» Work to be completed:
Look for "You are given" in the listing below, then copy exactly the line it appears in and all lines after it to the end, and nothing more.

Box-labeled dataset extracts:
————————

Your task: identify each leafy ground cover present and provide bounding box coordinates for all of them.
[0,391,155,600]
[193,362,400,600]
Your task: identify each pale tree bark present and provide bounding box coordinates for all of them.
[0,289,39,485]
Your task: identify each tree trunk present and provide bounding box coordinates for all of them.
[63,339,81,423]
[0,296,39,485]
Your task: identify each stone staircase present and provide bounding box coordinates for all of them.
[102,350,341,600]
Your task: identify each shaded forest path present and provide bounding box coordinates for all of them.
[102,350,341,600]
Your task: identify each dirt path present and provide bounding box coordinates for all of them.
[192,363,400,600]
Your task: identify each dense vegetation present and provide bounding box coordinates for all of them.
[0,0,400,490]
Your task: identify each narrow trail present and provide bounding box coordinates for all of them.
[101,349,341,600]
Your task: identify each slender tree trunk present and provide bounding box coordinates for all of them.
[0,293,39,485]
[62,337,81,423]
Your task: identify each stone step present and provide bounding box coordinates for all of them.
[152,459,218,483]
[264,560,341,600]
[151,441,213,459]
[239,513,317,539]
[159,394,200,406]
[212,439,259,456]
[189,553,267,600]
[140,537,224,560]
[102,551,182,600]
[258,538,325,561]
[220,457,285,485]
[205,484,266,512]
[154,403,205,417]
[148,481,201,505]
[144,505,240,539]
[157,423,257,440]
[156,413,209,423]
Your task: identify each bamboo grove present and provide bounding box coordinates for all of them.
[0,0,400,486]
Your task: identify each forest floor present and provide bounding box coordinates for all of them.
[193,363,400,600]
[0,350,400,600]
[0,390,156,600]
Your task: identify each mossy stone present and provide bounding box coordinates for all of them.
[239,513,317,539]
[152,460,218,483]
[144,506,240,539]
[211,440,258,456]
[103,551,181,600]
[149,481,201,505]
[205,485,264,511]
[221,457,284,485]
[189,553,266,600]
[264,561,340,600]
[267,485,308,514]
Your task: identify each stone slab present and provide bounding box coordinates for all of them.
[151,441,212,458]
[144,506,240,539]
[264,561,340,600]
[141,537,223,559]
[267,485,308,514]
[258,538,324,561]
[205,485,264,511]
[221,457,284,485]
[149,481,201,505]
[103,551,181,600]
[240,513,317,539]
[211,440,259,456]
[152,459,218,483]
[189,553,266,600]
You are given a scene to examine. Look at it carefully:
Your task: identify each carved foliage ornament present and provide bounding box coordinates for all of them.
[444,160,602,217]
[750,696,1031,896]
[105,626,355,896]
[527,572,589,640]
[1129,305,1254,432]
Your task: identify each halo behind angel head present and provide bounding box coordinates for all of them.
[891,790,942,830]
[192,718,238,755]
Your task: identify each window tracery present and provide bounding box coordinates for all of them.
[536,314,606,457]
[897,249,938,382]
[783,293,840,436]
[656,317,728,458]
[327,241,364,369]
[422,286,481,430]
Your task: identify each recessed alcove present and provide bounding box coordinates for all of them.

————————

» Result of the task:
You are given a scene to examine. Look at it carefully:
Your task: identify each carved foliage ornament present and provide bounding box coordinates for all of them.
[444,160,602,217]
[750,696,1031,896]
[105,626,355,896]
[527,572,589,640]
[1129,305,1254,432]
Your task: identify each halo behind angel head present and provide bounding box coordinates for all of them.
[891,790,942,830]
[192,718,238,755]
Your task: identify each window tracery present and provide bounding box coordinates for all of them.
[536,314,606,457]
[897,249,938,382]
[783,293,840,436]
[656,317,728,458]
[327,241,364,369]
[422,286,481,430]
Your task: identify each recessed alcove present and provide bounding box coordinates for all of them.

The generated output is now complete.